**STATED PROBLEM:** Exactly reproduce the lines from the one holding "Please tag the green rose" through the final line of the listing below, with both ends included and nothing else.

[START OF TASK DATA]

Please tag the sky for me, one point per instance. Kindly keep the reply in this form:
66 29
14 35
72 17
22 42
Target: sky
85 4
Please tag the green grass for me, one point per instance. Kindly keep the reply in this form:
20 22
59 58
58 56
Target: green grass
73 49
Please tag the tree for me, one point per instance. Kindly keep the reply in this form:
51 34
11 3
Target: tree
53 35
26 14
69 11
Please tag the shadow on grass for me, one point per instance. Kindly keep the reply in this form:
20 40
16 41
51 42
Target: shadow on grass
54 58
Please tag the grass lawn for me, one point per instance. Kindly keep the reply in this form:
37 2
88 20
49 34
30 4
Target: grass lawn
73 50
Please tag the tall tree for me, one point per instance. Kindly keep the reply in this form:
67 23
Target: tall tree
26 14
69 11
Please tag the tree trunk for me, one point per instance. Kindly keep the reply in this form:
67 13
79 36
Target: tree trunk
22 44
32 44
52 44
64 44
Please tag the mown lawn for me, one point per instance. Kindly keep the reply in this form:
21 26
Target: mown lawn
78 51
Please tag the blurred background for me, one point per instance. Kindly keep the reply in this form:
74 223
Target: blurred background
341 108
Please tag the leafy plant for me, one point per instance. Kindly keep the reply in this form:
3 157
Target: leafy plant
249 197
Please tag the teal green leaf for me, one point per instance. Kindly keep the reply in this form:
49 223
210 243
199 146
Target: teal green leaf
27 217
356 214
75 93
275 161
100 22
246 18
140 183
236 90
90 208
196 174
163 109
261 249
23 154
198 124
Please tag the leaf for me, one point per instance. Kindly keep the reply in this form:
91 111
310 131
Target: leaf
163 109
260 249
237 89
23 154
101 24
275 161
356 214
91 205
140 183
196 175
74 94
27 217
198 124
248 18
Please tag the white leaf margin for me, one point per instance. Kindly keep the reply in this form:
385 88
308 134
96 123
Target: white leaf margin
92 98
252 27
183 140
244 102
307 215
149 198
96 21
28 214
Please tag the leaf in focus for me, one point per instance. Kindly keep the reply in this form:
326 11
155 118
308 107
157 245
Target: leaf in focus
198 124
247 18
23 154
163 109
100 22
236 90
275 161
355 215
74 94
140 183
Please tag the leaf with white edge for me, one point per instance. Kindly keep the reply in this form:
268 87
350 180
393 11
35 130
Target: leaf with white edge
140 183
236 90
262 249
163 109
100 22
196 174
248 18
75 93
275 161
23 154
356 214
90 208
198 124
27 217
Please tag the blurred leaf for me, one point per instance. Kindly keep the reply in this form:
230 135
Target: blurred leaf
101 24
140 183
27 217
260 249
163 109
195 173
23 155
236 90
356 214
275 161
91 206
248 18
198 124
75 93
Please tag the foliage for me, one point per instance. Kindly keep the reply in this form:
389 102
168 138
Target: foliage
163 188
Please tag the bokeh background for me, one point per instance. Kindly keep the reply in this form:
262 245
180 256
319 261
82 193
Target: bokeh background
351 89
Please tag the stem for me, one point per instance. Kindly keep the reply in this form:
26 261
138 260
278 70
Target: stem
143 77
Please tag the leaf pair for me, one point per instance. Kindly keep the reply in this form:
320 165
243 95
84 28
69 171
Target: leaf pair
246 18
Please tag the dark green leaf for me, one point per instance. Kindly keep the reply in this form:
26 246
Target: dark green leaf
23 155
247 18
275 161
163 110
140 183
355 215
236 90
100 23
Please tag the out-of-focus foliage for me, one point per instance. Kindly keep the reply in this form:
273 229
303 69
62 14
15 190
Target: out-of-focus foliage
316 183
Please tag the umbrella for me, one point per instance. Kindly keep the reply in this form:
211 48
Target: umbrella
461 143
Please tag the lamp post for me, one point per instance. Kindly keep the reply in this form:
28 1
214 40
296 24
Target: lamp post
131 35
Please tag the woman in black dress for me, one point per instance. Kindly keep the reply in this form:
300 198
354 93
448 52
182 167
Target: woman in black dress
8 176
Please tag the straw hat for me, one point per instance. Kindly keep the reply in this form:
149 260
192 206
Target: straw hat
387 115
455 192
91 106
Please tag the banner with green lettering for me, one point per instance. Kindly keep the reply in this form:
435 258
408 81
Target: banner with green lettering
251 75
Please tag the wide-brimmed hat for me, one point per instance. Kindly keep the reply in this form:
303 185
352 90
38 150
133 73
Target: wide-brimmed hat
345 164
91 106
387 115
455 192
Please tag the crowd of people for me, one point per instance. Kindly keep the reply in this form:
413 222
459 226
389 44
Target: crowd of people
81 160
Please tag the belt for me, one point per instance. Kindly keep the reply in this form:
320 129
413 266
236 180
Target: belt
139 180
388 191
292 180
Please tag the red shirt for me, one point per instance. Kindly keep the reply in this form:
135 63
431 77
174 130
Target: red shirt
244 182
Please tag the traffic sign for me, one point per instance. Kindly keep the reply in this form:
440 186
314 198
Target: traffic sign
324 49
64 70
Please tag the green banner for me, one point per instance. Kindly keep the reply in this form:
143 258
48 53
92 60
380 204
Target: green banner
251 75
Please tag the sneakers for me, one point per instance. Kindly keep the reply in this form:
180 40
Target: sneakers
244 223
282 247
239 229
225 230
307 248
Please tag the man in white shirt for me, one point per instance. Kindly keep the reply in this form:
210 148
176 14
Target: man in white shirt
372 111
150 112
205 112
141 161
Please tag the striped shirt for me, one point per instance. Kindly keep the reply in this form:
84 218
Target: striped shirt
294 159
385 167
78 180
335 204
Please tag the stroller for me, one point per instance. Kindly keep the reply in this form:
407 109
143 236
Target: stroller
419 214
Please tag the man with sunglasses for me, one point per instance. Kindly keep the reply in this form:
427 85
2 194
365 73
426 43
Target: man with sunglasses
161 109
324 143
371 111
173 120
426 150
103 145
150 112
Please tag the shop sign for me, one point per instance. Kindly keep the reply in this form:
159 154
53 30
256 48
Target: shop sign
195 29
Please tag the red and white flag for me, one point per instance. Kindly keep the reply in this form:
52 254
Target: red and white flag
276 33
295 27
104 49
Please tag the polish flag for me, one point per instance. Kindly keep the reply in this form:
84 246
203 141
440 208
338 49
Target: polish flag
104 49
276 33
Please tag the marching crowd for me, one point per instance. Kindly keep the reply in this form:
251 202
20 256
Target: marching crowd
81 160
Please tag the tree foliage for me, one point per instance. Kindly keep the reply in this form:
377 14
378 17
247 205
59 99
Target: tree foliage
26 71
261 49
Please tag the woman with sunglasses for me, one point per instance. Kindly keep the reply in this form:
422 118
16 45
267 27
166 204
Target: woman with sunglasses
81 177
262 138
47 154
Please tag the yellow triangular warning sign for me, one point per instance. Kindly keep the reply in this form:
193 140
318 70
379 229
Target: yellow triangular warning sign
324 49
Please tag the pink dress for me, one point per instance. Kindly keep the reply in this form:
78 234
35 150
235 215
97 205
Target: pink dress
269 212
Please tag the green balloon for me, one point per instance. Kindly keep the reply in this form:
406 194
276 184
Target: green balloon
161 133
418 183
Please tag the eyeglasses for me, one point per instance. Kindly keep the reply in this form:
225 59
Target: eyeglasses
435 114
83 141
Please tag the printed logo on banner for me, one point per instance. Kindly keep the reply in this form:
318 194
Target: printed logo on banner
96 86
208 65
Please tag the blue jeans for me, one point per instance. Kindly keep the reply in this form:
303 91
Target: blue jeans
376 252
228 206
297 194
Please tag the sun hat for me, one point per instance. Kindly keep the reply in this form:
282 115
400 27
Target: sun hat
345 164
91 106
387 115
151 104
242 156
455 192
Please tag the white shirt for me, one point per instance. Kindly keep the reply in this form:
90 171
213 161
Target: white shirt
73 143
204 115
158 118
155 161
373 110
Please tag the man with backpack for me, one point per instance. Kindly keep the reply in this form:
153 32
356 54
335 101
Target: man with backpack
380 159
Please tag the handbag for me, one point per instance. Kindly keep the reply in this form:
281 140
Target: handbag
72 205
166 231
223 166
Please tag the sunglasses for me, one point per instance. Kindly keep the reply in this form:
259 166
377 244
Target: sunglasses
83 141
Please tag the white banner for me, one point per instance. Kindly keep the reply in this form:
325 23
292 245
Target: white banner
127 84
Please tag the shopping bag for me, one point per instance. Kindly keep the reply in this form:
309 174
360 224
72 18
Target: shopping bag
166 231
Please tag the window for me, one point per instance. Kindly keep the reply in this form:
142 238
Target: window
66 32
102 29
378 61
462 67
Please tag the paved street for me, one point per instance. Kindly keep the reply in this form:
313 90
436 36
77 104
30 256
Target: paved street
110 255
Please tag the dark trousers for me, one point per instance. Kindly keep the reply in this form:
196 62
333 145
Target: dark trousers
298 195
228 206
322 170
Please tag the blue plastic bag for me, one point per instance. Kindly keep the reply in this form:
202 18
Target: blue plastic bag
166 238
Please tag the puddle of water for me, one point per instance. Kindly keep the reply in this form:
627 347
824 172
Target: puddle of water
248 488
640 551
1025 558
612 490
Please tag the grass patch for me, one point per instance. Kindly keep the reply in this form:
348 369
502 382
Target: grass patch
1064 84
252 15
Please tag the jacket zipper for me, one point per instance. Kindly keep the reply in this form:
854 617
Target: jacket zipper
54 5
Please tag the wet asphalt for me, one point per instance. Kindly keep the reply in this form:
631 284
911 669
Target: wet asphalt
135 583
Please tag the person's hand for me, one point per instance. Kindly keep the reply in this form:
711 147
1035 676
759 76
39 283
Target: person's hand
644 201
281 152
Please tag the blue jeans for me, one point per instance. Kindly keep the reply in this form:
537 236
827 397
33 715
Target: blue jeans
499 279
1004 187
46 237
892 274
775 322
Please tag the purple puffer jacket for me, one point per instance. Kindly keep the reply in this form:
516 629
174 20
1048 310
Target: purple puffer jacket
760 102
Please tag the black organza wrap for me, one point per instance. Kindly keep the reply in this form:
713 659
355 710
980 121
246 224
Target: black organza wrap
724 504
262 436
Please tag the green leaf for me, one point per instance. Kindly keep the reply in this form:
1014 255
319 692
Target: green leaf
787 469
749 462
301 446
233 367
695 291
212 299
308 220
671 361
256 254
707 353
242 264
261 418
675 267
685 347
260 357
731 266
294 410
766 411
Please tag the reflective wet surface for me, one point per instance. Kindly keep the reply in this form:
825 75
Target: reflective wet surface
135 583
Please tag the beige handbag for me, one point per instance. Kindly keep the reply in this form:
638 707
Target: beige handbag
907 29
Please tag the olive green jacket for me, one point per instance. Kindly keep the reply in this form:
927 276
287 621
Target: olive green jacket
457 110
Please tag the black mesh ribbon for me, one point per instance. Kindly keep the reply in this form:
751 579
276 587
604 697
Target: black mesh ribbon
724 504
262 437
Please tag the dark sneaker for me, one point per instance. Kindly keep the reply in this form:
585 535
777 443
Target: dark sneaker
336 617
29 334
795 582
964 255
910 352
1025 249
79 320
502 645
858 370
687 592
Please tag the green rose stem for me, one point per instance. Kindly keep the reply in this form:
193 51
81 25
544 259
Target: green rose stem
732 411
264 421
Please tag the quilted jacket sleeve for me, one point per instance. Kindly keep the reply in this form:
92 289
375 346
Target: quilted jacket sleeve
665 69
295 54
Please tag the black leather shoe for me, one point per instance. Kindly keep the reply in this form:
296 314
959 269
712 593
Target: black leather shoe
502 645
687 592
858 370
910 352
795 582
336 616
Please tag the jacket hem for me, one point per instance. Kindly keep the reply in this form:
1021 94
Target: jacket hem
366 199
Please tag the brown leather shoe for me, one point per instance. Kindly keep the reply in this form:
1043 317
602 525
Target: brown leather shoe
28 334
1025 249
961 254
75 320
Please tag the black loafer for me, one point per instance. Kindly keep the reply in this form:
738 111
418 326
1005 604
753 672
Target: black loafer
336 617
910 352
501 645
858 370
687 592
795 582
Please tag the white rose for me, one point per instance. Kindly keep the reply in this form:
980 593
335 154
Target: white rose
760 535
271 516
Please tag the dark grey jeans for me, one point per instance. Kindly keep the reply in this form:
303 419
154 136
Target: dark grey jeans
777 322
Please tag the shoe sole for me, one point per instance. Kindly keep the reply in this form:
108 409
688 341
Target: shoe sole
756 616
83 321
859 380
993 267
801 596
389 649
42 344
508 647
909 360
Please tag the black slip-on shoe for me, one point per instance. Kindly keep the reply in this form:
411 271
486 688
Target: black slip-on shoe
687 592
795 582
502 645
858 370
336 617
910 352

[END OF TASK DATA]

**SOLVED EXERCISE:**
Please tag the green rose stem for me, one point per instance. Kindly keep the reply in this form:
193 51
81 25
544 259
Target: green rose stem
732 411
264 421
Please tag the quilted jacket sleeve for me, one point per instance. Kindly keep the reply in this form:
92 289
375 346
Target: quilted jacket sleeve
665 69
295 54
Please tag the black leather shoe for me, one point per instance. Kindly keep the reply in this form:
296 314
959 269
712 593
Target: black leather shoe
502 645
687 592
858 370
910 352
795 582
336 616
Please tag the jacket hem for me, one point per instance. Kindly keep the reply in this form:
1021 94
Target: jacket hem
366 199
Please tag the brown leather shoe for me, one point per instance. Kindly keep the reply in this form:
1043 317
602 525
Target: brown leather shoe
28 334
1025 249
961 254
75 320
Please tag the black loafer for me, one point per instance. Kindly keep the reply in this form:
738 111
418 326
1005 604
753 672
Target: black loafer
336 617
910 352
501 645
858 370
687 592
795 582
Please tag the white rose for me, one point per instance. Kindly keep the reply in this form:
980 593
335 154
Target: white rose
760 535
271 516
Please tag the dark grey jeans for me, one point per instance. Kindly keep the reply in this form:
303 419
154 136
Target: dark grey jeans
777 322
Please tag the shoe sole for me, one point per instance. Kindly keep the reply in this form:
108 409
688 341
Target: shoe sole
756 616
83 321
859 380
993 267
801 596
389 649
42 344
508 647
909 360
Please tag the black slip-on shoe for me, one point per instance. Kindly keep the reply in this form:
411 271
486 688
Target: black slip-on shoe
687 592
795 582
502 645
858 370
336 617
910 352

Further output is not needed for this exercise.